- **Reading passage**

"""

“27th and National” stands out in the Milwaukee Film Festival’s “Milwaukee Music Video Show” with a concept that plays like if Edgar Allen Poe joined a skate gang. (That’s a good thing.)
On a gray, drizzly morning, a man comes to. A mic cable is wrapped around his mouth. He looks like he’s just been left for dead, or at the very least hungover after a night of drinking. Oh, and he’s being pursued by a skull-faced goon in a red flowing cape.
Despite all this, things could be very worse in Kelly Anderson’s music video for “27th and National.” Very worse. That goes double for the Milwaukee Music Video Show, the first program in the Milwaukee Film Festival’s “Cream City Cinema” selections this year, and we’ll touch on the highlights in the long and winding program of locally-sourced music videos, documentaries, and narrative projects from now until the end of the festival.
And “27th and National” is among the best. Conjuring unparalleled atmosphere, equal parts chilling and dadaist, Anderson and featured artist WC Tank indulge in macabre whimsy with self-destructive enthusiasm as Tank’s throaty track reverberates throughout like a vibrating, irregular heartbeat.
Tank pops up again in “Cream City Cinema’s” music program, this time working behind the camera for Seregenti’s “Doctor My Own Patience.” The Chicago-based rapper draws back the blinds (literally) in a disco-fueled revisitation of a past life, mixed memories and all. It’s bittersweet, as strolling through the refuse of a dead relationship can only be so glum when you’re doing it on roller skates.
“Much” takes a similarly swirling approach as it follows Busdriver between backyards and sidewalks, all of which are lit at cinema’s golden hour. Jam-packed with lyrics about “doing too much,” the third single off the MC’s latest mixtape gets a nimble springboard. (The three snapping dancers who magically find their way behind Busdriver in every vignette also help.)

"""

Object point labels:
"""

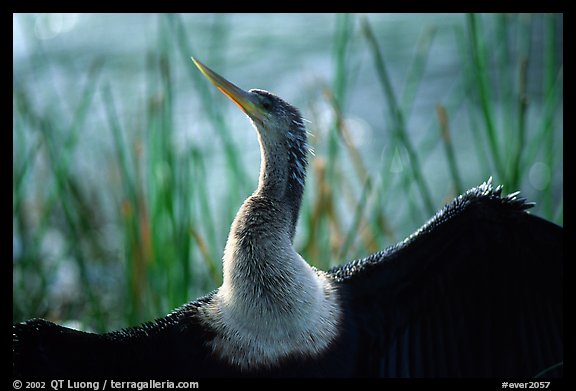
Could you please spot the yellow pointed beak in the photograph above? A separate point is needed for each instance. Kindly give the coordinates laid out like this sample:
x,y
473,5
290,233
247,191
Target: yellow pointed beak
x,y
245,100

"""
"""

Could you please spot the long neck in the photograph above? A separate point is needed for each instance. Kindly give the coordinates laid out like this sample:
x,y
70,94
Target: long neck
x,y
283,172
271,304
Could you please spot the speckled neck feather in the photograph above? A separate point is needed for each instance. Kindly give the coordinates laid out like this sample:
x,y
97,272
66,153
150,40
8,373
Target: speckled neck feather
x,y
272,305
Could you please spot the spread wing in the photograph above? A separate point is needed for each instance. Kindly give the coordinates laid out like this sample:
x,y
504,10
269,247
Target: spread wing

"""

- **What to work on**
- a) Can you answer these from the music video review?
(i) What is wrapped around the man's mouth when he comes to?
(ii) Where is the rapper Seregenti based?
(iii) Where does "Much" follow Busdriver?
- b) Does each statement agree with the music video review? Answer yes or no and quote the words that decide it.
(i) The Milwaukee Music Video Show is the first program in this year's "Cream City Cinema" selections.
(ii) WC Tank works behind the camera on "Doctor My Own Patience."
(iii) "Much" is the second single off Busdriver's latest mixtape.
- c) Could you rewrite the paragraph of the music video review that begins "On a gray, drizzly morning" as a short list, keeping its main facts?
The rows have no connection to the music video review.

- **Per-task answers**
- a)
(i) A mic cable.
(ii) Chicago.
(iii) Between backyards and sidewalks.

- b)
(i) Yes: "the first program in the Milwaukee Film Festival’s “Cream City Cinema” selections this year"
(ii) Yes: "this time working behind the camera for Seregenti’s “Doctor My Own Patience.”"
(iii) No: "the third single off the MC’s latest mixtape"

- c)
- On a gray, drizzly morning, a man comes to.
- A mic cable is wrapped around his mouth.
- He looks left for dead, or at least hungover after a night of drinking.
- A skull-faced goon in a red flowing cape is pursuing him.